- _WHAT YOU HAVE TO DO_
Copy out each of the following lines word for word, leaving the pictures out of your copy.

- _LISTED RECORDS_
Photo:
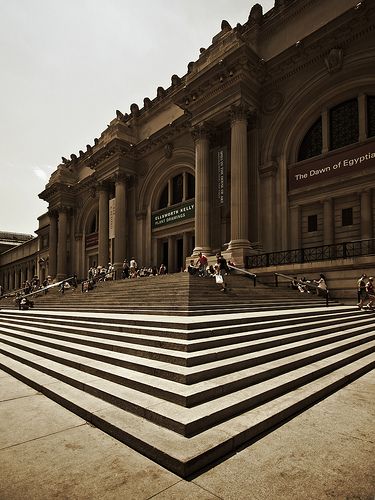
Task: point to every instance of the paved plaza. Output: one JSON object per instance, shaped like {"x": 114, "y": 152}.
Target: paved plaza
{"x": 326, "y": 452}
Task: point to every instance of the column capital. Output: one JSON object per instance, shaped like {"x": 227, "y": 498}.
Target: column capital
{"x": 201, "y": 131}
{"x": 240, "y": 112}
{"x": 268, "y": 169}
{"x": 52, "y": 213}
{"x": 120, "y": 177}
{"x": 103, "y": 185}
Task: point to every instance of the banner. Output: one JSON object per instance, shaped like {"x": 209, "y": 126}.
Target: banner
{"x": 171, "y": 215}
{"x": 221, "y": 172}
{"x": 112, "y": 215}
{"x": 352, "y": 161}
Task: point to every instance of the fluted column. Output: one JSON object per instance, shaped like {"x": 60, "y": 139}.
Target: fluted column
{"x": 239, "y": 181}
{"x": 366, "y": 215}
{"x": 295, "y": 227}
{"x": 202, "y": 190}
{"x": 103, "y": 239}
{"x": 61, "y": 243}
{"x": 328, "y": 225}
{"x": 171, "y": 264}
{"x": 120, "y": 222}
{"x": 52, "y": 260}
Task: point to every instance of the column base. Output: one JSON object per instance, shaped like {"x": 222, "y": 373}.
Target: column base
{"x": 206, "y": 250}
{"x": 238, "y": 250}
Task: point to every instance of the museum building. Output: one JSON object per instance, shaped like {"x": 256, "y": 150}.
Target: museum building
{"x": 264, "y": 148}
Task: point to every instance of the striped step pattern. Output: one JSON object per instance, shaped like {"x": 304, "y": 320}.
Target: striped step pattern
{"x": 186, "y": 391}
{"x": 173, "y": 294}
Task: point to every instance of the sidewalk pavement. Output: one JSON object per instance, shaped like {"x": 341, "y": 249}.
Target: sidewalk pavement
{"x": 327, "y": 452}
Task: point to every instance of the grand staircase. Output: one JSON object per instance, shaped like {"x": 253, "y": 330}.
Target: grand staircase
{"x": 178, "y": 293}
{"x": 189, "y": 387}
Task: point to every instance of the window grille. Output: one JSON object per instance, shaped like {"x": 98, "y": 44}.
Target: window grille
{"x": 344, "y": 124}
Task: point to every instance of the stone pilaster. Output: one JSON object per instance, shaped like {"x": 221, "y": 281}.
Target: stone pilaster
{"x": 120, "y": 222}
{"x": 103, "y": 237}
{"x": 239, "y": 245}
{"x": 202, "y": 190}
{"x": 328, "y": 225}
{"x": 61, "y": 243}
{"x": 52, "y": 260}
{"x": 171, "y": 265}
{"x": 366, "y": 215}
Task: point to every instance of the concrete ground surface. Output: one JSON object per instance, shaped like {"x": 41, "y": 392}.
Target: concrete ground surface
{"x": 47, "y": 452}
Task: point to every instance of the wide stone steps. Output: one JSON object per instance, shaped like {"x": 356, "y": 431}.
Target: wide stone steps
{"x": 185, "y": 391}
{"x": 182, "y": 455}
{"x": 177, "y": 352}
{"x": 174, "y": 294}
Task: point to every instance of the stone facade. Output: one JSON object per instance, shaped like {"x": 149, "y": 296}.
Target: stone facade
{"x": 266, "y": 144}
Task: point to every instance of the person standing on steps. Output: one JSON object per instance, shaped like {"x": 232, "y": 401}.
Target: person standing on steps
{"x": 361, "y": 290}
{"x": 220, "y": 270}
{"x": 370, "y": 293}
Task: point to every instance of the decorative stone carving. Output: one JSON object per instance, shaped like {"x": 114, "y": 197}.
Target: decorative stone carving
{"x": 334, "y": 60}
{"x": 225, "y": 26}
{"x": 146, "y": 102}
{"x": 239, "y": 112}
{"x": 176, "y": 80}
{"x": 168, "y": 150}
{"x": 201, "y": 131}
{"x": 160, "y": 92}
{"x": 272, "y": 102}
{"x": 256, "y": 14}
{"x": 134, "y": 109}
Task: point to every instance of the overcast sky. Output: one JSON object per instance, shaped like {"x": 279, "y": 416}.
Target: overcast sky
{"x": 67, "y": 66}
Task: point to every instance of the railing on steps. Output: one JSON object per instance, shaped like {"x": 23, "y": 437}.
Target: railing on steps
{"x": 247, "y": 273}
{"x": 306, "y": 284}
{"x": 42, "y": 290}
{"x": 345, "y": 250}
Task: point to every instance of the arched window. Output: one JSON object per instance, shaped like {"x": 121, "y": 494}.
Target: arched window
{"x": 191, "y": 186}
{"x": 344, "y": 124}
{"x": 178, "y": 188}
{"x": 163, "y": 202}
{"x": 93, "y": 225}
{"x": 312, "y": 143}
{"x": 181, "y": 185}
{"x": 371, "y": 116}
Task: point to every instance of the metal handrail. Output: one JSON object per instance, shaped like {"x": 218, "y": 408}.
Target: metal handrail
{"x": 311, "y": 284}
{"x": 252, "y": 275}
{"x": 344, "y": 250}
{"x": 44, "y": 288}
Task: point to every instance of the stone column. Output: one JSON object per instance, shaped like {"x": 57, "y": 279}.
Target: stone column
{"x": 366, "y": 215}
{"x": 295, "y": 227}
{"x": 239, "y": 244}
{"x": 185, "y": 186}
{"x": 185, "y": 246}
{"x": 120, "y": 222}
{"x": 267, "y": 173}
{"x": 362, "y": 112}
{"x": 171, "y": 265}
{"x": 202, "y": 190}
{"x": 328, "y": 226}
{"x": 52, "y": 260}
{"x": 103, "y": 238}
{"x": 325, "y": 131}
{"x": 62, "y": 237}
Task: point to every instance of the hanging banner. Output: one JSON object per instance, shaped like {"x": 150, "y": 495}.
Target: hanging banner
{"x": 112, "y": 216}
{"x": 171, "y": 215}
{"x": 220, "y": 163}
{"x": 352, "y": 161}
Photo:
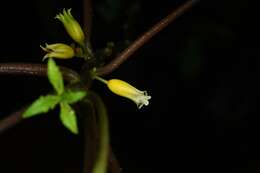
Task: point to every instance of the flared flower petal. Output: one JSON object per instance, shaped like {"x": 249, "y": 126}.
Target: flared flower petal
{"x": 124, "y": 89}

- _ANSWER TO THIS PROBLEM_
Photo:
Task: point to every instance of the paved plaza. Output: one JSON object per instance, shaped like {"x": 114, "y": 152}.
Target: paved plaza
{"x": 326, "y": 452}
Task: point to every instance of the column capital. Output: one JSON object per instance, shaped like {"x": 227, "y": 498}.
Target: column capital
{"x": 201, "y": 131}
{"x": 240, "y": 112}
{"x": 268, "y": 169}
{"x": 52, "y": 213}
{"x": 120, "y": 177}
{"x": 103, "y": 185}
Task: point to every instance of the banner. Output: one JSON object per instance, shaped like {"x": 209, "y": 126}.
Target: banner
{"x": 171, "y": 215}
{"x": 221, "y": 172}
{"x": 112, "y": 215}
{"x": 352, "y": 161}
Task: point to every instance of the fluted column. Output: one JSON object per instance, shaped like {"x": 60, "y": 139}.
Target: fluted column
{"x": 239, "y": 181}
{"x": 366, "y": 215}
{"x": 295, "y": 227}
{"x": 202, "y": 190}
{"x": 103, "y": 239}
{"x": 61, "y": 243}
{"x": 328, "y": 225}
{"x": 171, "y": 264}
{"x": 120, "y": 222}
{"x": 52, "y": 260}
Task: point to every instance of the column base. Output: one JSON object per instance, shaped like {"x": 222, "y": 373}.
Target: column base
{"x": 206, "y": 250}
{"x": 238, "y": 250}
Task: point to every instance of the museum building. Output: one JSON object per instance, shaped like {"x": 256, "y": 150}.
Target: museum building
{"x": 264, "y": 148}
Task: point to every instance of the striped step pattern. Output: one JSON object per instance, shaped like {"x": 304, "y": 320}.
Target: striped step pattern
{"x": 186, "y": 391}
{"x": 173, "y": 294}
Task: point to every instance of the sidewalk pavement. Output: one JSON object per instance, shaped like {"x": 341, "y": 249}.
Target: sidewalk pavement
{"x": 327, "y": 452}
Task: point to every instance of the grand staircase. Output: one JSON object per instance, shaped like {"x": 253, "y": 330}.
Target: grand staircase
{"x": 178, "y": 293}
{"x": 189, "y": 387}
Task: point to every instance of the window grille. Output: one JSON object per instance, shaped like {"x": 98, "y": 44}.
Target: window grille
{"x": 344, "y": 124}
Task: point to every instance of the stone pilaster. Output: one JSON object per instance, shaped like {"x": 221, "y": 281}.
Target: stone pilaster
{"x": 120, "y": 222}
{"x": 103, "y": 237}
{"x": 239, "y": 245}
{"x": 202, "y": 190}
{"x": 328, "y": 225}
{"x": 61, "y": 243}
{"x": 52, "y": 260}
{"x": 171, "y": 265}
{"x": 366, "y": 215}
Task: point to every instance of the concrete ground surface. Output: one JSON object per instance, shaped like {"x": 41, "y": 392}.
Target: concrete ground surface
{"x": 47, "y": 452}
Task: point to every instance of the wide stone steps. Output: one JSON object per instance, shaped like {"x": 356, "y": 431}.
Target: wide stone steps
{"x": 185, "y": 391}
{"x": 182, "y": 455}
{"x": 177, "y": 352}
{"x": 174, "y": 294}
Task: point to every instance of the stone facade. Output: one JSON object per instance, shaped like {"x": 149, "y": 296}.
Target: stone facade
{"x": 266, "y": 144}
Task: point to every instance of the person standing on steps. Output: one JSON object per instance, shaped like {"x": 232, "y": 401}.
Target: person standing on steps
{"x": 361, "y": 290}
{"x": 220, "y": 270}
{"x": 370, "y": 293}
Task: point to every instance of the decorative stone carving. Output: one JSON object per instance, shaped like {"x": 114, "y": 197}.
Target: decorative stone carving
{"x": 334, "y": 60}
{"x": 225, "y": 26}
{"x": 146, "y": 102}
{"x": 239, "y": 112}
{"x": 176, "y": 80}
{"x": 168, "y": 150}
{"x": 201, "y": 131}
{"x": 160, "y": 92}
{"x": 272, "y": 102}
{"x": 256, "y": 14}
{"x": 134, "y": 109}
Task: point to every instance of the overcast sky. Output: one JSON object per instance, shaped like {"x": 279, "y": 416}.
Target: overcast sky
{"x": 67, "y": 66}
Task: point to every instance of the railing on steps. Output: one JSON object per instance, shaped like {"x": 23, "y": 437}.
Target: railing on steps
{"x": 247, "y": 273}
{"x": 306, "y": 284}
{"x": 42, "y": 290}
{"x": 345, "y": 250}
Task: point to every instance of the arched window. Output: one JSON object per instance, shaped like {"x": 121, "y": 494}.
Target: arched window
{"x": 191, "y": 186}
{"x": 344, "y": 124}
{"x": 178, "y": 188}
{"x": 163, "y": 202}
{"x": 93, "y": 225}
{"x": 312, "y": 143}
{"x": 181, "y": 185}
{"x": 371, "y": 116}
Task: point to every instance of the metal handrail. Output: one JSON object per instance, shaped like {"x": 218, "y": 408}.
Target: metal handrail
{"x": 311, "y": 284}
{"x": 252, "y": 275}
{"x": 344, "y": 250}
{"x": 44, "y": 288}
Task: point to every instance of the stone column. Output: one JSON object per instance, shaped like {"x": 57, "y": 279}.
Target: stone column
{"x": 366, "y": 215}
{"x": 295, "y": 227}
{"x": 239, "y": 244}
{"x": 185, "y": 186}
{"x": 185, "y": 246}
{"x": 120, "y": 222}
{"x": 267, "y": 173}
{"x": 362, "y": 112}
{"x": 171, "y": 265}
{"x": 202, "y": 190}
{"x": 328, "y": 226}
{"x": 52, "y": 260}
{"x": 103, "y": 238}
{"x": 325, "y": 131}
{"x": 62, "y": 237}
Task: point to every instance of the hanging banner. Output: one JSON object per instance, shaped like {"x": 150, "y": 495}.
Target: hanging banner
{"x": 112, "y": 216}
{"x": 171, "y": 215}
{"x": 220, "y": 163}
{"x": 352, "y": 161}
Photo:
Task: point to every instance of the flared flower petal. Output: one JSON object per instance, shaped like {"x": 249, "y": 126}.
Target: flared flower petal
{"x": 124, "y": 89}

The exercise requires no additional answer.